Saved entries:
Segment Open
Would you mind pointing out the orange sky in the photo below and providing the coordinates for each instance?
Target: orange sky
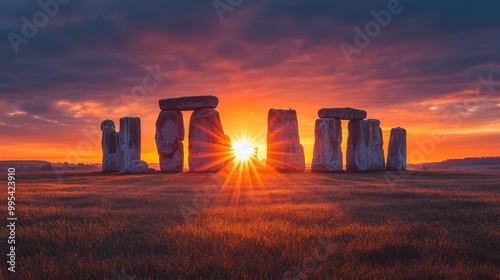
(420, 72)
(244, 114)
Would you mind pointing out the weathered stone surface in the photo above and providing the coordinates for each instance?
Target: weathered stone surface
(136, 166)
(208, 148)
(188, 103)
(173, 163)
(169, 131)
(109, 143)
(284, 152)
(377, 160)
(396, 156)
(346, 113)
(327, 156)
(130, 141)
(358, 146)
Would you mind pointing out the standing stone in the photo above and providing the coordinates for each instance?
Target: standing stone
(396, 156)
(358, 146)
(169, 134)
(207, 142)
(284, 151)
(136, 166)
(327, 156)
(173, 163)
(109, 143)
(130, 141)
(188, 103)
(346, 113)
(376, 146)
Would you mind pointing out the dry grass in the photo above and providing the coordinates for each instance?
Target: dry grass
(434, 225)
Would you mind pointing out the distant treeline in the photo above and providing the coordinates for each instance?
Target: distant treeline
(492, 162)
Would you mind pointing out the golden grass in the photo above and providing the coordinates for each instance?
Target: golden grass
(434, 225)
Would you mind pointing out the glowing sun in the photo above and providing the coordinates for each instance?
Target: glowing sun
(243, 150)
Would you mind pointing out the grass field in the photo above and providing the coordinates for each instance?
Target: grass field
(431, 225)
Segment Closed
Which lines of the records hold the string "photo"? Copy each one.

- [Output for this task]:
Would you mind pointing out the orange sky in the photo below and providing the coordinates for each instance?
Would you mind pointing out the weathered stone surface in the photo above and providing the coordinates for each instance?
Would you mind pointing out the standing stone in the photo above and providing the coordinates for each instance?
Would you mind pointing out the dry grass in the photo above and providing the coordinates for each instance?
Would you mind pointing out the distant treeline in the photo above and providing the coordinates for each instance?
Would you mind pointing out the golden grass in the photo above and providing the coordinates for each instance?
Would you mind pointing out the glowing sun in the photo above and providing the coordinates for each instance?
Would you mind pointing out the grass field in the photo above and providing the coordinates for each instance?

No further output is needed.